■ **Complete the following**:
a) According to the news report, in what building was the special Common Council meeting held?
b) Rewrite the news report from "The meeting was rife" to "leaving the room.", substituting "break" for "recess".

■ **Source**:
#####

Hudson Common Council President Tom DePietro can be seen grabbing a man from behind and shoving him against a wall outside an April 24 city meeting in a recording obtained by The Other Hudson Valley.
The incident occurred mid-way through a raucous special Common Council meeting called to discuss Mayor Rick Rector’s vetoing of Council legislation concerning the city’s property reassessment process. The meeting was held in the Hudson Area Library.
The meeting quickly got out of hand, as the Common Council split on whether to pass a second piece of legislation seeking to throw out the city’s preliminary property reassessments, which will help decide how much homeowners and businesses pay in property taxes in coming years.
The meeting was rife with angry interruptions, arguing and raised voices from city officials, and some members of the 70-plus audience called out during the proceedings, or cursed at different elected officials.
After a heated argument flared up between DePietro and local real estate agent Alan Weaver during the public comment period of the meeting, DePietro banged his gavel and called a recess, abruptly leaving the room.
The video, which shows the area outside the meeting room, has no audio, but DePietro and private attorney John Friedman can be seen exchanging words before Friedman begins walking towards the staircase.

#####

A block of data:
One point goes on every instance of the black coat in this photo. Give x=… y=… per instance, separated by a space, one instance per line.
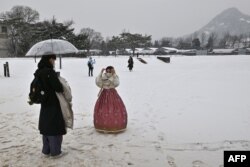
x=51 y=122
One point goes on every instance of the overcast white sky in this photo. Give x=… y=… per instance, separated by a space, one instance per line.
x=171 y=18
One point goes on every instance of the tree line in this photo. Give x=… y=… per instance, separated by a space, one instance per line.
x=25 y=29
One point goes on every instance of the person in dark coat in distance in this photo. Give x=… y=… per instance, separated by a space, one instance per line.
x=51 y=122
x=130 y=63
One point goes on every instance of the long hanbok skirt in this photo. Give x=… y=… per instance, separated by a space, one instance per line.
x=110 y=113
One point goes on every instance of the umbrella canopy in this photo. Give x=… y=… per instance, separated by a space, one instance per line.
x=56 y=46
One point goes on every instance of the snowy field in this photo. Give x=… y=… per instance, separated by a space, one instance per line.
x=182 y=114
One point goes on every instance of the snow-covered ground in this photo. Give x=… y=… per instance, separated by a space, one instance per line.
x=182 y=114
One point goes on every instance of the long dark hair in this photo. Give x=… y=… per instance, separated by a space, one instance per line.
x=44 y=62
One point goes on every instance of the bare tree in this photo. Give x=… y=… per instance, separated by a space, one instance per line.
x=94 y=39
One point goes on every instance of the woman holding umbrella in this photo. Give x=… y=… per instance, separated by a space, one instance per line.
x=110 y=113
x=51 y=122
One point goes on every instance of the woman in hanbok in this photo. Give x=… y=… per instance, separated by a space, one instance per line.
x=110 y=113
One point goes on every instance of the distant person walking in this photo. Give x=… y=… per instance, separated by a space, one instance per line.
x=91 y=63
x=110 y=113
x=51 y=122
x=130 y=63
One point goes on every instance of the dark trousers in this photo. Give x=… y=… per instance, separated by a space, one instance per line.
x=52 y=145
x=90 y=71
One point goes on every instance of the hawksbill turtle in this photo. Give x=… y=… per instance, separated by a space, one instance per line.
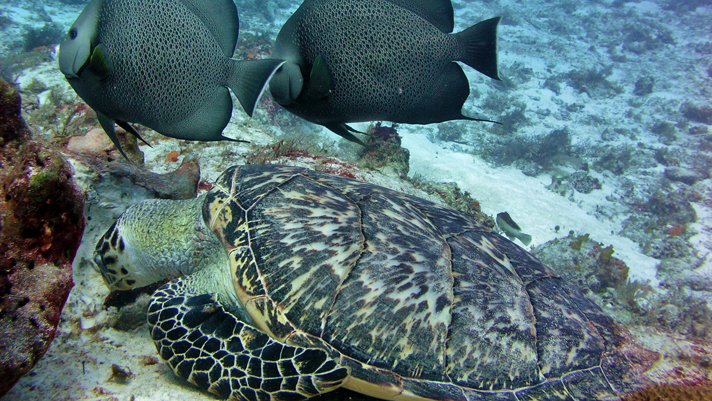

#####

■ **Written answers**:
a) The Hudson Area Library.

b)
The meeting was rife with angry interruptions, arguing and raised voices from city officials, and some members of the 70-plus audience called out during the proceedings, or cursed at different elected officials.
After a heated argument flared up between DePietro and local real estate agent Alan Weaver during the public comment period of the meeting, DePietro banged his gavel and called a break, abruptly leaving the room.